> _REQUIRED ACTION 1_
According to the mailing-list thread below, how long ago did the project that Jan Lukavský describes start?
____ DOCUMENT EXCERPT
+1, I'm supportive of seeing this move forward. What remaining concrete
concerns are there?

-Tyler


On Tue, Jan 2, 2018 at 8:35 AM David Morávek <david.mora...@gmail.com>
wrote:

> Hello JB,
>
> can we help in any way to move things forward?
>
> Thanks,
> D.
>
> On Mon, Dec 18, 2017 at 4:28 PM, Jean-Baptiste Onofré <j...@nanthrax.net>
> wrote:
>
>> Thanks Jan,
>>
>> It makes sense.
>>
>> Let me take a look on the code to understand the "interaction".
>>
>> Regards
>> JB
>>
>>
>> On 12/18/2017 04:26 PM, Jan Lukavský wrote:
>>
>>> Hi JB,
>>>
>>> basically you are not wrong. The project started about three or four
>>> years ago with a goal to unify batch and streaming processing into single
>>> portable, executor independent API. Because of that, it is currently
>>> "close" to Beam in this sense. But we don't see much added value keeping
>>> this as a separate project, with one of the key differences to be the API
>>> (not the model itself), so we would like to focus on translation from
>>> Euphoria API to Beam's SDK. That's why we would like to see it as a DSL, so
>>> that it would be possible to use Euphoria API with Beam's runners as much
>>> natively as possible.
________
____ SUPPLIED DATA
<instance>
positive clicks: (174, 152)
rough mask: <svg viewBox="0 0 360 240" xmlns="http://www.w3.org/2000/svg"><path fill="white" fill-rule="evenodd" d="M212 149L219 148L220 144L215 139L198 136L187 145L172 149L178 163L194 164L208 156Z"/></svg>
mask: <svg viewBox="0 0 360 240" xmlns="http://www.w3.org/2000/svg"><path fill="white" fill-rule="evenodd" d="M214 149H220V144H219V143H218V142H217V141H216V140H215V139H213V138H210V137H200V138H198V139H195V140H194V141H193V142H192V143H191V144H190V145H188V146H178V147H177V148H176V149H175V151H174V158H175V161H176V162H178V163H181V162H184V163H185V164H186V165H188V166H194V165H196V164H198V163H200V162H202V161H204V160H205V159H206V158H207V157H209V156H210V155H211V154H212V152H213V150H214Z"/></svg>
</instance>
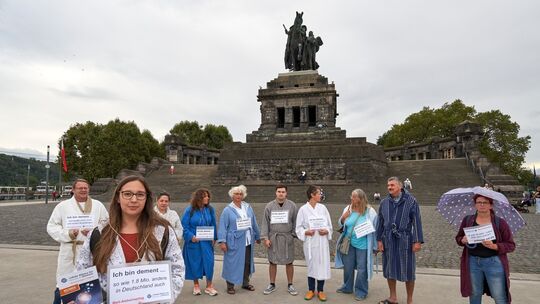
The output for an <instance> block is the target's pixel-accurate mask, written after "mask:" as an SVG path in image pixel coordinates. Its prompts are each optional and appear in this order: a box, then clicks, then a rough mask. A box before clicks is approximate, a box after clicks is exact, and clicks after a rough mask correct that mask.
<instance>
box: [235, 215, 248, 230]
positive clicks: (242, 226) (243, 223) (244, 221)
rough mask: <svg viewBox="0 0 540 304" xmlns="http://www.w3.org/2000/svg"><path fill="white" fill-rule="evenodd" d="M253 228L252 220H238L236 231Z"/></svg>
mask: <svg viewBox="0 0 540 304" xmlns="http://www.w3.org/2000/svg"><path fill="white" fill-rule="evenodd" d="M250 228H251V218H249V217H248V218H246V219H241V218H240V219H237V220H236V230H247V229H250Z"/></svg>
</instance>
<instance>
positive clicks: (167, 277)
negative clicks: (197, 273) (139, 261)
mask: <svg viewBox="0 0 540 304" xmlns="http://www.w3.org/2000/svg"><path fill="white" fill-rule="evenodd" d="M108 277H109V304H120V303H122V304H126V303H160V302H165V303H168V302H172V289H171V262H170V261H159V262H149V263H133V264H126V265H120V266H114V267H109V271H108Z"/></svg>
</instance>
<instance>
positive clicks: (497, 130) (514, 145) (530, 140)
mask: <svg viewBox="0 0 540 304" xmlns="http://www.w3.org/2000/svg"><path fill="white" fill-rule="evenodd" d="M476 121H477V122H478V123H480V124H481V125H482V127H483V129H484V137H483V139H482V142H481V143H480V152H481V153H482V154H484V155H485V156H486V157H487V158H488V159H489V160H490V161H491V162H494V163H496V164H498V165H499V167H501V169H503V170H504V172H506V173H507V174H510V175H513V176H515V177H516V178H518V177H519V175H520V172H521V165H522V164H523V162H524V161H525V154H526V153H527V151H529V148H530V145H531V137H530V136H524V137H520V136H519V129H520V127H519V124H518V123H517V122H513V121H511V120H510V116H509V115H506V114H503V113H501V111H499V110H492V111H488V112H483V113H478V115H477V116H476Z"/></svg>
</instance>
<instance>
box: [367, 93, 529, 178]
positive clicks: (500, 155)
mask: <svg viewBox="0 0 540 304" xmlns="http://www.w3.org/2000/svg"><path fill="white" fill-rule="evenodd" d="M465 120H471V121H476V122H478V123H479V124H480V125H481V126H482V128H483V130H484V137H483V139H482V142H481V143H480V152H481V153H482V154H484V155H485V156H486V157H487V158H488V159H489V160H490V161H491V162H493V163H496V164H497V165H499V167H501V169H503V171H504V172H506V173H507V174H511V175H513V176H514V177H516V178H518V179H519V180H521V181H525V180H526V179H527V178H528V177H527V175H526V174H524V173H522V169H521V165H522V164H523V162H524V160H525V154H526V153H527V151H528V150H529V148H530V139H531V137H530V136H525V137H519V129H520V128H519V124H518V123H516V122H513V121H511V119H510V116H509V115H506V114H503V113H501V112H500V111H499V110H493V111H488V112H481V113H477V112H476V110H475V109H474V107H472V106H467V105H465V104H464V103H463V102H462V101H461V100H459V99H458V100H455V101H454V102H452V103H451V104H448V103H445V104H444V105H443V106H442V107H441V108H439V109H431V108H428V107H424V108H423V109H422V110H421V111H419V112H417V113H413V114H411V115H409V116H408V117H407V118H406V119H405V122H403V123H402V124H394V125H393V126H392V128H391V129H390V130H388V131H386V132H385V133H383V135H381V136H380V137H379V138H378V139H377V144H379V145H383V146H384V147H394V146H401V145H404V144H407V143H418V142H428V141H429V140H431V139H432V138H433V137H442V138H444V137H449V136H452V135H453V134H454V130H455V128H456V126H457V125H458V124H459V123H461V122H463V121H465ZM520 176H521V177H520Z"/></svg>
________
> _REQUIRED ACTION 2_
Copy the records exactly, starting at their first line and stopping after the line that contains "149L219 148L220 144L215".

> _EXERCISE OUTPUT 1_
About three or four years ago.

> _EXERCISE OUTPUT 2_
<instance>
positive clicks: (174, 152)
rough mask: <svg viewBox="0 0 360 240" xmlns="http://www.w3.org/2000/svg"><path fill="white" fill-rule="evenodd" d="M212 149L219 148L220 144L215 139L198 136L187 145L172 149L178 163L194 164L208 156Z"/></svg>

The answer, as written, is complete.